— Start Source —

- Qwen3.6-27B-DSV4Pro-Thinking-Distill
- 🇬🇧 English
- Training details
- Attribution (the method is not original — it is a combination of published techniques)
- Evaluation (Q4_K_M, archived harness): same harness, thinking-on, vs. the original Qwen3.6-27B
- Q5_K_M evaluation — distill vs base, streaming harness (re-run)
- MTP (multi-token prediction) single-stream acceleration — measured best config + lossless
- Eval protocol
- Limitations
- Files
- Inference
- Training details
- 🇨🇳 中文版
Qwen3.6-27B-DSV4Pro-Thinking-Distill
🇬🇧 English · 🇨🇳 中文 ⬇️
🇬🇧 English
On Qwen3.6-27B (Dense, 64 layers, Gated DeltaNet linear/full-attention hybrid), we use LoRA to distill the way DeepSeek-V4-Pro reasons (with thinking-on) plus its agentic behavior.

— End Source —
— Start Given entries —

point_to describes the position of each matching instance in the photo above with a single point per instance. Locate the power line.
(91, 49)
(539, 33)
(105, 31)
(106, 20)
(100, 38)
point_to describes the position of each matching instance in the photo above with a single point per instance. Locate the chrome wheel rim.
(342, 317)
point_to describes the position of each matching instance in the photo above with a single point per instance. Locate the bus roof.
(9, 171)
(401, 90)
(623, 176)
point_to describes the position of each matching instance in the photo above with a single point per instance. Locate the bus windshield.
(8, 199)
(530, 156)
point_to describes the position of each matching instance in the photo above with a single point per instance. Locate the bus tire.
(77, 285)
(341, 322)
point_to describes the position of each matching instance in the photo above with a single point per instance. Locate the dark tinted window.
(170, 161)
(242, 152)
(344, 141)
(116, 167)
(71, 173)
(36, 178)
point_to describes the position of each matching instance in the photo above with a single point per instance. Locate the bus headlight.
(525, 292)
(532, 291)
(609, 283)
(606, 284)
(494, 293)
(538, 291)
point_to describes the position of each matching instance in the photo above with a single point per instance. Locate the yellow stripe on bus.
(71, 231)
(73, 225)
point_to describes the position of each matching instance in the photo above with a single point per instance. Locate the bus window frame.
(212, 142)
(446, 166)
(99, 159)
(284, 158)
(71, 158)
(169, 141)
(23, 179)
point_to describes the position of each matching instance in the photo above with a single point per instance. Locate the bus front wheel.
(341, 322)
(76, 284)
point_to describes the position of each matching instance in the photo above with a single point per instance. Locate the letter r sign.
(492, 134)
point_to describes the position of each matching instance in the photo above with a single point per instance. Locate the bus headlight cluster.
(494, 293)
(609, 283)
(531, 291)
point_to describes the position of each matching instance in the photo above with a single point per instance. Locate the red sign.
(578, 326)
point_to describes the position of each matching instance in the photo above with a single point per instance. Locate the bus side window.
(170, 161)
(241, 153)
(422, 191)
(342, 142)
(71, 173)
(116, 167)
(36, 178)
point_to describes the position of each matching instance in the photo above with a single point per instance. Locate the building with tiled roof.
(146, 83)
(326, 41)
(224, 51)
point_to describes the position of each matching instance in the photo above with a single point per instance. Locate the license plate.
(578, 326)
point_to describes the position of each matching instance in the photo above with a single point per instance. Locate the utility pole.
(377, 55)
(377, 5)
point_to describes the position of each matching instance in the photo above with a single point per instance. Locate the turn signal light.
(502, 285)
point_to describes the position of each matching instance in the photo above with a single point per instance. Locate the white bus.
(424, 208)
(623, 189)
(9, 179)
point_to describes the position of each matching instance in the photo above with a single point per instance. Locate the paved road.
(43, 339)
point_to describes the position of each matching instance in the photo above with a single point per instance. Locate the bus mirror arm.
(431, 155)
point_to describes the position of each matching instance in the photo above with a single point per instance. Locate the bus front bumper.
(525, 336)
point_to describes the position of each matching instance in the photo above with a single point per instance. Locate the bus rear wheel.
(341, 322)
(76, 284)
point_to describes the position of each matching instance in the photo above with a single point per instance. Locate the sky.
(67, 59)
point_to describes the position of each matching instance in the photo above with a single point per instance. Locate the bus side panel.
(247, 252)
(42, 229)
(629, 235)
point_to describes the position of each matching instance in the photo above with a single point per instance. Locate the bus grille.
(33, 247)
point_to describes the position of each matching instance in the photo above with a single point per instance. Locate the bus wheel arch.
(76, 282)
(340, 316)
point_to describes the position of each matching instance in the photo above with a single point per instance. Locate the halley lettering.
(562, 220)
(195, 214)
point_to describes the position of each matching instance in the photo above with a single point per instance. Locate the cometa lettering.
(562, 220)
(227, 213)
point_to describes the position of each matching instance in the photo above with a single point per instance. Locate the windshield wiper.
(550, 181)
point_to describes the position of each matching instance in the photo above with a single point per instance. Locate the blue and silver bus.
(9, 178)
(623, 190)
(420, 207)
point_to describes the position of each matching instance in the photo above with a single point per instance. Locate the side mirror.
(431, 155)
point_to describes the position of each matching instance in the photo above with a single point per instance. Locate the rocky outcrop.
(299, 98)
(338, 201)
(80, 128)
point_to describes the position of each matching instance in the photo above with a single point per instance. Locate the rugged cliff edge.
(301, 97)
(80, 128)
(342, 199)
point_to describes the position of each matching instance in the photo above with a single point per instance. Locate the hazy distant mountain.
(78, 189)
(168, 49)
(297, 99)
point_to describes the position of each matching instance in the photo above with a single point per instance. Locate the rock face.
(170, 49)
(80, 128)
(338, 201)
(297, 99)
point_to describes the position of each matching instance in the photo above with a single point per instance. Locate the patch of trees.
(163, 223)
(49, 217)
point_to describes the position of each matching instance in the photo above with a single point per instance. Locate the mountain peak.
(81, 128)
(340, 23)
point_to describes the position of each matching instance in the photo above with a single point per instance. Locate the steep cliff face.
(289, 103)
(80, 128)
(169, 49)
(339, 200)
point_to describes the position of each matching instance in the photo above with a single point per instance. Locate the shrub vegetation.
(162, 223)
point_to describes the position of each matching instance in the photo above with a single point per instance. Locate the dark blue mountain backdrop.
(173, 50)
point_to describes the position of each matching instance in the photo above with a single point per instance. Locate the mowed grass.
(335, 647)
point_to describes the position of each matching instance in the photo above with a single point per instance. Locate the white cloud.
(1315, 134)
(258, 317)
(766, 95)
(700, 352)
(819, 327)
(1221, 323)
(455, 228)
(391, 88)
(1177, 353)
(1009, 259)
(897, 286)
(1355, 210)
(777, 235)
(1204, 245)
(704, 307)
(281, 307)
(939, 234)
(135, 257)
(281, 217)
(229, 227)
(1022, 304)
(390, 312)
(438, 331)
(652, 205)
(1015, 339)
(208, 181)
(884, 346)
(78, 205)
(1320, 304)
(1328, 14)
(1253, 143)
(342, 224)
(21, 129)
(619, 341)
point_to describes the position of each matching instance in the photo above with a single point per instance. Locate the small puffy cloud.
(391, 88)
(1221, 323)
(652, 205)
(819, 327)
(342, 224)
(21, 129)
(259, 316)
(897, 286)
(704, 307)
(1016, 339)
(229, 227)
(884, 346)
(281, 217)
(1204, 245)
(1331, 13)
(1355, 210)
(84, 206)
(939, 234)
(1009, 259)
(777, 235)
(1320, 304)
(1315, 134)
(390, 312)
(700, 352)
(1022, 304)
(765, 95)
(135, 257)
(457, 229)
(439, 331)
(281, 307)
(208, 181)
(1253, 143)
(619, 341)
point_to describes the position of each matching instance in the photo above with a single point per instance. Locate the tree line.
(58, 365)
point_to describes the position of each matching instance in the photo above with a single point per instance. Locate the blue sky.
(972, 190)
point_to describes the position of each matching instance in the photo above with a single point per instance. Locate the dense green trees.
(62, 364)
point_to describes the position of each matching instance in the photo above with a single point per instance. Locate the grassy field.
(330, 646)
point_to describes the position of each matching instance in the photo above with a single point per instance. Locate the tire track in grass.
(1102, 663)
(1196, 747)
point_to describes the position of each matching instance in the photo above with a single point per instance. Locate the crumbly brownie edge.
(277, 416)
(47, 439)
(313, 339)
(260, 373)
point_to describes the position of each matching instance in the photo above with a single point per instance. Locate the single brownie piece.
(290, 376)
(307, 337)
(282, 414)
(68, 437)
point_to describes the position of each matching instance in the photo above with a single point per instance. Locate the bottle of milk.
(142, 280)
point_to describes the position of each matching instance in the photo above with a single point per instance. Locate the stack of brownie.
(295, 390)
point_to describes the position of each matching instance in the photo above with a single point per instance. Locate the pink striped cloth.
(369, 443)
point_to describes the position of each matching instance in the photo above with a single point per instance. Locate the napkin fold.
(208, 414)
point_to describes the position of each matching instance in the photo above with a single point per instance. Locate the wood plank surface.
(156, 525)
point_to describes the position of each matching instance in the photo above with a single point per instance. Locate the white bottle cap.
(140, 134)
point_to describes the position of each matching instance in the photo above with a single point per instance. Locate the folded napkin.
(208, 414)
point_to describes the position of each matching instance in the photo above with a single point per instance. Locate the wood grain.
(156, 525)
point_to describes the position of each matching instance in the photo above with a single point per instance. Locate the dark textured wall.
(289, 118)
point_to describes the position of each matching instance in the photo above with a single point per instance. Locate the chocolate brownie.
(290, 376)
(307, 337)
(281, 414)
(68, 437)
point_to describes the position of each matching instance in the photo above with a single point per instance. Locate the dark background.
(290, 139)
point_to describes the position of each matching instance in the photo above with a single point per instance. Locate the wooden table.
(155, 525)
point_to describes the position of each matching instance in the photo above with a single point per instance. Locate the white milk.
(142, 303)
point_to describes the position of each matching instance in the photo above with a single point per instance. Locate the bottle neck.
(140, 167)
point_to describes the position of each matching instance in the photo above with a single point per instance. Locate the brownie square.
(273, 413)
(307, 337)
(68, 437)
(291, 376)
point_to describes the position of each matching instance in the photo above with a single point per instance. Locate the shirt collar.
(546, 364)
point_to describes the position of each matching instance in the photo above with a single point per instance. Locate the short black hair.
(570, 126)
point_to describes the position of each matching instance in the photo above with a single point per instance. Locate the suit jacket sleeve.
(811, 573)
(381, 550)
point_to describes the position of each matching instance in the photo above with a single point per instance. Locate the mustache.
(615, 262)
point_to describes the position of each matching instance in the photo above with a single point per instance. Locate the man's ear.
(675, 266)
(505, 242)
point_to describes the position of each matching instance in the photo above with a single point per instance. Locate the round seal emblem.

— End Given entries —

Short problem 1: According to the Qwen3.6-27B distill model card, how many layers does Qwen3.6-27B have?
Short problem 2: Pick up the Qwen3.6-27B distill model card after its last sentence and continue writing it.

Expected output 1: 64 layers.

Expected output 2:
This is the Dense counterpart of the 35B-A3B (MoE) sister model: same R6000 GPU, same teacher, same recipe, swapped onto a Dense architecture — proving the gains come from the distilled thinking style, not an MoE architectural bonus. A native MTP head is welded on for single-stream acceleration.
⚠️ Distilling a thinking style ≠ distilling knowledge/capability: the goal is "learn how to reason and how to converge", not to inject knowledge or raise the capability ceiling.
Training details
- Base: Qwen3.6-27B (Dense, BF16 base)
- Method: LoRA, r = 64, α = 128, dropout = 0.05, targets = all attention + MLP projections
- Optim: paged_adamw_8bit, cosine LR, warmup 0.03, ~1 epoch
- Teacher: DeepSeek-V4-Pro (thinking-on + agentic)
- Data: ~1842 distillation samples (lynn_prod spec). Trajectories = DS-V4-Pro multi-step reasoning under thinking-on (
<think>) + ReAct-style tool calls (think one step → call one tool → observe → loop).- The tool "execution results" are SIMULATED, not actually run: in the multi-turn tool calls, each "execution result" line is improvised by a small, fast model (DeepSeek-V4-Flash) role-playing the "runtime" — not obtained by actually running code in a sandbox. So it differs from real execution.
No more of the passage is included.